__EXTRAIT SOURCE__

Au-delà des questions de processus, pour que l’accord de Paris puisse être adopté par tous les États parties, il devra comporter certaines caractéristiques essentielles.

Un accord ambitieux

L’accord de Paris ne peut pas être un accord minimaliste. Au contraire, il devra être ambitieux. Pour cela, le niveau d’ambition collective à atteindre en termes d’atténuation devra suivre les recommandations objectives du Groupe d’experts intergouvernemental sur l’évolution du climat (GIEC). L’ambition de l’accord de Paris dépendra principalement des engagements des pays exprimés sous forme de contributions prévues déterminées au niveau national (CPDN, ou INDC en anglais). Les États parties ont chargé le Secrétariat de la Convention Climat de préparer, d’ici au 1er novembre 2015, un rapport de synthèse sur l’effet global des CPDN soumises. Toutefois, au vu des CPDN reçues à ce jour, il est fort probable que ce rapport conclue que ces contributions ne sont pas suffisamment ambitieuses pour limiter la hausse de la température globale en deçà de 2°C par rapport à l’ère préindustrielle. C’est pour cette raison que plusieurs pays insistent sur l’inclusion d’une clause de « progression » dans le futur accord, exigeant que les signataires s’engagent à réviser leur CPDN une fois tous les cinq ans afin de la rendre plus précise et plus ambitieuse.

__OBJECTIF__
Réécrivez le passage de l'extrait sur l'accord de Paris qui va de "Au-delà des questions" à "certaines caractéristiques essentielles.", en substituant "ratifié" à "adopté". Les données qui suivent constituent un matériau distinct de l'extrait.

__DONNÉES BRUTES__
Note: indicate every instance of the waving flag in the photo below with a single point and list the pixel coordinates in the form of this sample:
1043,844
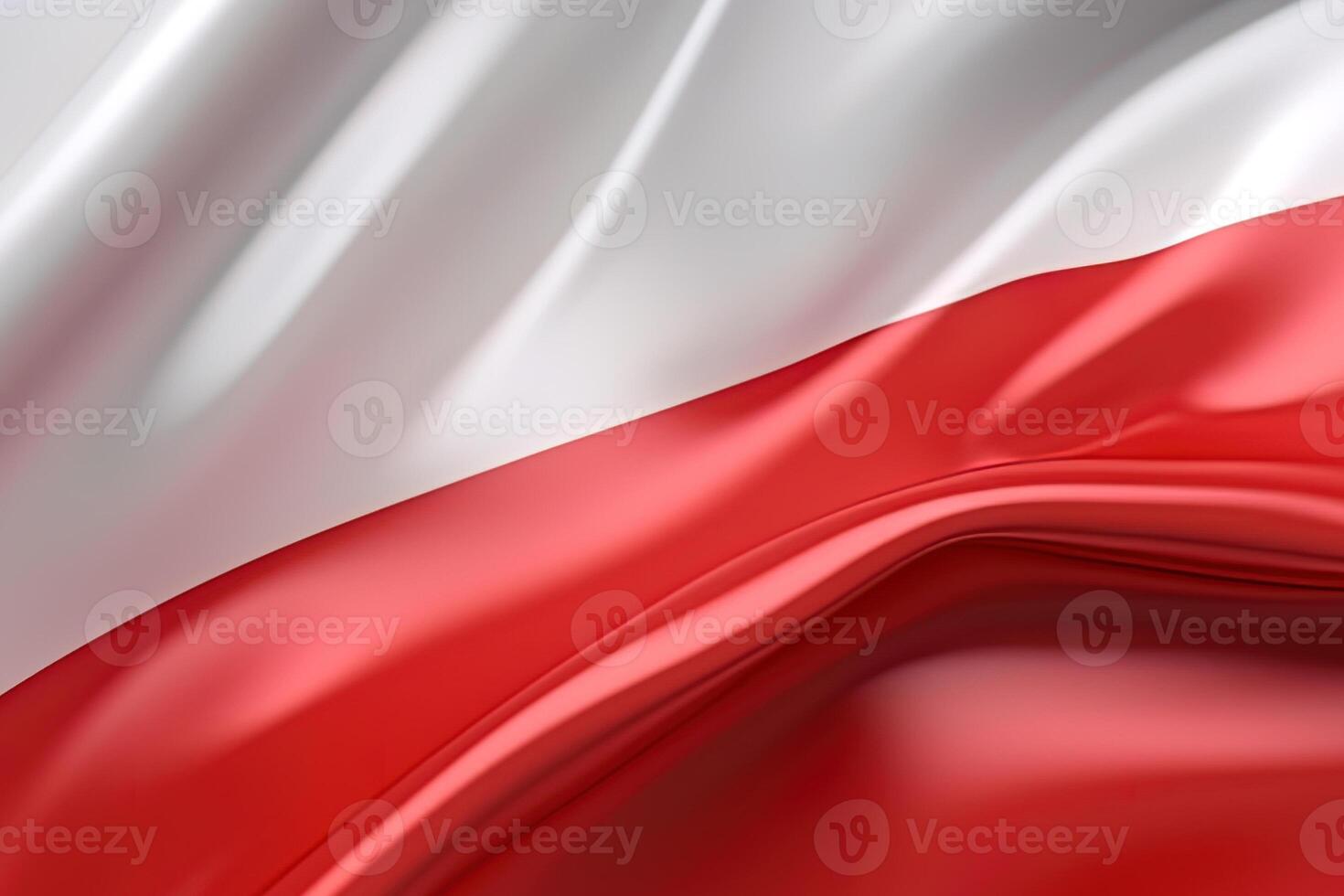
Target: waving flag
601,446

__RÉPONSE CI-DESSOUS__
Au-delà des questions de processus, pour que l’accord de Paris puisse être ratifié par tous les États parties, il devra comporter certaines caractéristiques essentielles.